*** Document section ***

From: Frederick Hirsch <frederick.hirsch@nokia.com>
Date: Wed, 16 May 2007 12:03:06 -0400
Message-Id: <011A8C80-F146-41C8-874D-51299642FC12@nokia.com>
Cc: Frederick Hirsch <frederick.hirsch@nokia.com>, public-ws-policy@w3.org
To: ext Christopher B Ferris <chrisfer@us.ibm.com>

I think we could do both, but the longer text from Tony in the  
guidelines, and shorter text into the normative framework.

regards, Frederick

Frederick Hirsch

On May 16, 2007, at 6:38 AM, ext Christopher B Ferris wrote:

> The key thing from IBM's position is that we preserve the intent  
> behind the vocabulary-based
> AIN, so that it is clear as to the answer to the following question:
>         Can the behavior implied by C be applied __as a result of  
> policy framework processing__
>         if I intersect Policy 1 ((B, C), (A, B)) and Policy 2 (A, B)?
> In the situation that the implementation knows about the _behavior  
> implied by C_ but not
> about C the assertion, then the spec should indicate that at least  
> from the policy framework
> processing perspective, this is out of scope. As Felix suggests  
> [1], it MAY be applied, but
> interoperability might suffer as a result since the endpoint might  
> only be capable of
> processing (or willing to process) EITHER (B, C) OR (A, B), NOT (A,  
> B, C). However, I think
> that we are uncomfortable with the use of the RFC2119 keyword MAY  
> in this context
> since in this case we are talking about behavior applied outside  
> the scope
> of policy framework and attachments processing and hence it is  
> unenforcable by
> policy.
> In the case that the implementation knows both the behavior and the  
> assertion type C, then
> IBM would like it made clear that the answer is NO. Previously, in  
> this thread, Ashok seemed
> to agree that the answer should indeed be NO. I don't think that  
> anyone has suggested otherwise.

***

Output the email word for word, from "On May 16, 2007, at" up to and including "Policy 2 (A, B)?".

*** Record excerpts ***

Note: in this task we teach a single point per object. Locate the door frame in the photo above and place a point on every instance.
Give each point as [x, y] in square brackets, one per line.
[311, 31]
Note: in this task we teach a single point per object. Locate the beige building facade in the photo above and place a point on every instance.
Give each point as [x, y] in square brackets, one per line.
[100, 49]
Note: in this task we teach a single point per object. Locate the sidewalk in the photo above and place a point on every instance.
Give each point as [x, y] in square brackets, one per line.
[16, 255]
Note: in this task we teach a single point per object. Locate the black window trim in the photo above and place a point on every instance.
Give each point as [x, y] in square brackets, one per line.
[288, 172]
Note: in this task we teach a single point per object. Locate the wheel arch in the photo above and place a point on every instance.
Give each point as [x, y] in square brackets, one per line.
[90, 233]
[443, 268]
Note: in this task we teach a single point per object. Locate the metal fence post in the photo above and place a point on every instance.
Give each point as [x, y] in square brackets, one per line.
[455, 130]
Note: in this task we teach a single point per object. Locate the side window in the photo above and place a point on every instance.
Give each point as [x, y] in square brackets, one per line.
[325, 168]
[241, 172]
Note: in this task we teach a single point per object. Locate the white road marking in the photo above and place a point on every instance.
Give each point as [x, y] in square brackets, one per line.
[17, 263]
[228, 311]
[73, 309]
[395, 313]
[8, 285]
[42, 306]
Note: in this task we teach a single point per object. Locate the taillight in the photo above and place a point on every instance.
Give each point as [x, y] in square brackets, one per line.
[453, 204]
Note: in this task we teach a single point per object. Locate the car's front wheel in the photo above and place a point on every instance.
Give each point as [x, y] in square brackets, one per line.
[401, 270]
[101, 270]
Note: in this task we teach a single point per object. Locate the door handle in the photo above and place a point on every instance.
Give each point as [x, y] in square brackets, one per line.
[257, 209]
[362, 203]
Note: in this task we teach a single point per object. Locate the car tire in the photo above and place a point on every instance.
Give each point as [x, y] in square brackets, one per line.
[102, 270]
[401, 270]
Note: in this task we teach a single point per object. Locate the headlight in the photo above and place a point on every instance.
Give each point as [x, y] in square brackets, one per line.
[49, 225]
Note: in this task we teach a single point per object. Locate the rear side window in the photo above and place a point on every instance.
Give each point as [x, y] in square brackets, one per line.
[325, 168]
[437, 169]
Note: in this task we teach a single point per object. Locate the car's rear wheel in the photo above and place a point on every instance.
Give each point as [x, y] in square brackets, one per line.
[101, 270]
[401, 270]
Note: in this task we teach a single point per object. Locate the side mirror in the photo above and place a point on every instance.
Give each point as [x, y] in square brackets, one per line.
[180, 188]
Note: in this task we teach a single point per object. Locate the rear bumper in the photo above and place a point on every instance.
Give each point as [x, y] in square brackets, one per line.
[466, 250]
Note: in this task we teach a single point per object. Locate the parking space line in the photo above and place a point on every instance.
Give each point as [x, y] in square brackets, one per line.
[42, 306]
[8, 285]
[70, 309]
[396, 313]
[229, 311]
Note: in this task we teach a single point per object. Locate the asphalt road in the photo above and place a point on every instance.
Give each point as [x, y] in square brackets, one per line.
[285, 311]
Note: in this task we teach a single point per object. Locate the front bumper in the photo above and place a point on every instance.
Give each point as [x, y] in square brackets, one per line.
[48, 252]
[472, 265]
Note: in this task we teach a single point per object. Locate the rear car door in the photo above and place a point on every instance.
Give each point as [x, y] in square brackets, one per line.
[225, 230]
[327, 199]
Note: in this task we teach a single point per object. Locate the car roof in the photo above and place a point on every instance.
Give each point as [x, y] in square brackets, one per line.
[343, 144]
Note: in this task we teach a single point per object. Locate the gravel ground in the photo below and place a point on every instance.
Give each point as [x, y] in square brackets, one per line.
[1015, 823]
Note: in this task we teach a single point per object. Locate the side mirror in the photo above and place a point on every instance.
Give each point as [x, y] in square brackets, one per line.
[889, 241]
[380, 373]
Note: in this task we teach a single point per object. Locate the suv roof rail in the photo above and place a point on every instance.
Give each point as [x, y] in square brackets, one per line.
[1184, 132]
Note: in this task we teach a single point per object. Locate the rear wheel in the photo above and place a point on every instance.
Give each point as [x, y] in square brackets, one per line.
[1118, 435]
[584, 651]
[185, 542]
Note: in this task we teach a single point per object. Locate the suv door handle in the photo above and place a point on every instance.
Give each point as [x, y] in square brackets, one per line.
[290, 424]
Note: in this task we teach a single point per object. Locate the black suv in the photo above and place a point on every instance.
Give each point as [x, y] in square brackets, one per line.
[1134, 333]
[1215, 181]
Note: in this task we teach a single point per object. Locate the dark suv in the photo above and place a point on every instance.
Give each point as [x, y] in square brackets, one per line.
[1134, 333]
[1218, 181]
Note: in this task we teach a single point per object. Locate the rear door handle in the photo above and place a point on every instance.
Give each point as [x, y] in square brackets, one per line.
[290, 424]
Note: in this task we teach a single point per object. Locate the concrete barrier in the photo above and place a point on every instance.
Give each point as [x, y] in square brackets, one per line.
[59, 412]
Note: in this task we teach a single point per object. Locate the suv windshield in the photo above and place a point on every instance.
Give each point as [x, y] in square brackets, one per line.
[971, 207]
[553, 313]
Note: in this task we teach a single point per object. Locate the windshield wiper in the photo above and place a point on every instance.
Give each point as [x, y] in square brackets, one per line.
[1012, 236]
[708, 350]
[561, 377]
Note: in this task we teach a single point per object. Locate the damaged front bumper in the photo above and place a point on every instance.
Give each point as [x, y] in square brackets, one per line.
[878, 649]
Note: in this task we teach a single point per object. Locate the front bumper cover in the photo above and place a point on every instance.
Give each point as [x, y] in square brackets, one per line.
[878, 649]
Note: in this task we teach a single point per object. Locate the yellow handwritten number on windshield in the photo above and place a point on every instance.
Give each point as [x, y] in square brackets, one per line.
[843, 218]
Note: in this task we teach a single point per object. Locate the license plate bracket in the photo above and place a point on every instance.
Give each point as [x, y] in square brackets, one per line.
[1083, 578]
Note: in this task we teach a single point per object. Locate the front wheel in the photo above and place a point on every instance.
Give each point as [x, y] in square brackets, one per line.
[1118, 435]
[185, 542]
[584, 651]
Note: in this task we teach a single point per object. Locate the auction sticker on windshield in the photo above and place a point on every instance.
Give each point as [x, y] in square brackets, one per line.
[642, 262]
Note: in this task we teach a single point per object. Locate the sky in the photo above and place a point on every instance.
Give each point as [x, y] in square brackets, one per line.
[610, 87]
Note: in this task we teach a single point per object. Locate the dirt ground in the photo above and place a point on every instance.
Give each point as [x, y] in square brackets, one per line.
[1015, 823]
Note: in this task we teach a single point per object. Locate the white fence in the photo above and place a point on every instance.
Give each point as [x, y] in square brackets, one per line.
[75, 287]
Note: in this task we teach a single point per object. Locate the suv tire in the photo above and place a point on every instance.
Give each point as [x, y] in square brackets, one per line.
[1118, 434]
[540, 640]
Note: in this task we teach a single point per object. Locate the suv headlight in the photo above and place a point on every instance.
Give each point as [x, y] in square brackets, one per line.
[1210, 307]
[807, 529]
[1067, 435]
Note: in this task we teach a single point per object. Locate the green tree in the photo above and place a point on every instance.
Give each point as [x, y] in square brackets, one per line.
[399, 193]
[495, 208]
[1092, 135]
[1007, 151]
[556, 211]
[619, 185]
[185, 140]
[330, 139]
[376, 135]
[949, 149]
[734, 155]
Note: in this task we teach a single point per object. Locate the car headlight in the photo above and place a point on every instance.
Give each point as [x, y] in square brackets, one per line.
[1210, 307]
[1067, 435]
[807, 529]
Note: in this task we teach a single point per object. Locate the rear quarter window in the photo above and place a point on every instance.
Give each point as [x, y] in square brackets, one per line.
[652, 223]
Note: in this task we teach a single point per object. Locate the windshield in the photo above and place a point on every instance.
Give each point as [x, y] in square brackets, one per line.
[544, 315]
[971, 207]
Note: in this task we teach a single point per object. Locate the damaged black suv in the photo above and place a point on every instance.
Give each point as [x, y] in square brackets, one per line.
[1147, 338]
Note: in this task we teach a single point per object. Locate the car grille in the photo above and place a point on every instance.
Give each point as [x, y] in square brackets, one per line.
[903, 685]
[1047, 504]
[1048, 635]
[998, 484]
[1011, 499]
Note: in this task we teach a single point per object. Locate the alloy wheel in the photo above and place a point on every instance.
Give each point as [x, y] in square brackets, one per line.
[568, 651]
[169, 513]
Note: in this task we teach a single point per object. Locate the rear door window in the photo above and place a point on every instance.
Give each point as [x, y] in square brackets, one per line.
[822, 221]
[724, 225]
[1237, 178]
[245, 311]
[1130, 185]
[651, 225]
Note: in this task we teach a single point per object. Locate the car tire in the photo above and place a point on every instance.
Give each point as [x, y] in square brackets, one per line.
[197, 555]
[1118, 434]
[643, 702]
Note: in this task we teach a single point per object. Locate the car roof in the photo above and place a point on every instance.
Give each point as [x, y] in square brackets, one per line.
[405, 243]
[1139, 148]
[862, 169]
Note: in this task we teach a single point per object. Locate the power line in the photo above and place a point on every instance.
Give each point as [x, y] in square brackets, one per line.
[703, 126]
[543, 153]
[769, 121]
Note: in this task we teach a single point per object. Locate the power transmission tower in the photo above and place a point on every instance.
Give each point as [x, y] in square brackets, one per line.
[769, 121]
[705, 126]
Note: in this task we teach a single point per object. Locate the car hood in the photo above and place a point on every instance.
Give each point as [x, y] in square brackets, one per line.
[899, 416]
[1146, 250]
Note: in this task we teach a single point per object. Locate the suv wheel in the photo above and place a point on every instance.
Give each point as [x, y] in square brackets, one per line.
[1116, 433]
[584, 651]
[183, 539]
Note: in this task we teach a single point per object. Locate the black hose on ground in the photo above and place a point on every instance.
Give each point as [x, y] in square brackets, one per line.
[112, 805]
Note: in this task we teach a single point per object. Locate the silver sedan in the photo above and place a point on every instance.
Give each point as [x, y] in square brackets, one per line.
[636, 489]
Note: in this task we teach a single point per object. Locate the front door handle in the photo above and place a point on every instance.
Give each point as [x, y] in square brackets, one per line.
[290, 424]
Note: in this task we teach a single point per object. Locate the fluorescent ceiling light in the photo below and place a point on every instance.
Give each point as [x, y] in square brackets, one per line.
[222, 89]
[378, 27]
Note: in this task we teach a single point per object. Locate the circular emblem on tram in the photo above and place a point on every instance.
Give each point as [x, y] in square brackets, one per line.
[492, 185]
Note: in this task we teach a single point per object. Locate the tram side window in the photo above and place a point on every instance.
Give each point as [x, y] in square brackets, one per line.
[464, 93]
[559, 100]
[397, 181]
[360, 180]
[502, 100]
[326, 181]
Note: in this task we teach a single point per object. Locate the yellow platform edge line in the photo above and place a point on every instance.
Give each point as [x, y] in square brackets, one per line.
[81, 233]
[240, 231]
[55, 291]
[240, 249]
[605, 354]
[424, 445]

***

### Written response
On May 16, 2007, at 6:38 AM, ext Christopher B Ferris wrote:

> The key thing from IBM's position is that we preserve the intent  
> behind the vocabulary-based
> AIN, so that it is clear as to the answer to the following question:
>         Can the behavior implied by C be applied __as a result of  
> policy framework processing__
>         if I intersect Policy 1 ((B, C), (A, B)) and Policy 2 (A, B)?